__SHORT PROBLEM__. Please copy the data below line for line, changing nothing.

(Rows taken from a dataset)
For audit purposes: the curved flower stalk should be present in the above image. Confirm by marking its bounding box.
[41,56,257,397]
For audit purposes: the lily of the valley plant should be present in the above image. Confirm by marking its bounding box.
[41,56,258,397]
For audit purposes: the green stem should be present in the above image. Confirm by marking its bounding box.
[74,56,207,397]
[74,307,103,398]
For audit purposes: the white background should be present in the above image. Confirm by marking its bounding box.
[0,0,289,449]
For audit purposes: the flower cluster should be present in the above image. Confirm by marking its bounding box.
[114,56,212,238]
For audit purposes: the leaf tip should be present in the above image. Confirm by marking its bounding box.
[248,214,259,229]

__ANSWER IN FULL__.
For audit purposes: the curved flower stalk should be present in the above image. Confirm by marking its bounding box.
[41,56,257,397]
For audit purposes: the lily of the valley plant should be present in the above image. Confirm by marking its bounding box.
[41,56,258,397]
For audit purposes: the green stem should be present in the above image. Confirm by marking its bounding box.
[74,56,207,397]
[74,307,103,398]
For audit purposes: the white background should be present in the above image. Confirm by marking its bounding box.
[0,0,289,449]
For audit purposes: the flower cluster should be present in the above image. Confirm by marking its bounding box.
[114,56,212,238]
For audit purposes: the leaf tip should be present in the above image. Confirm by marking its bounding box.
[248,214,259,229]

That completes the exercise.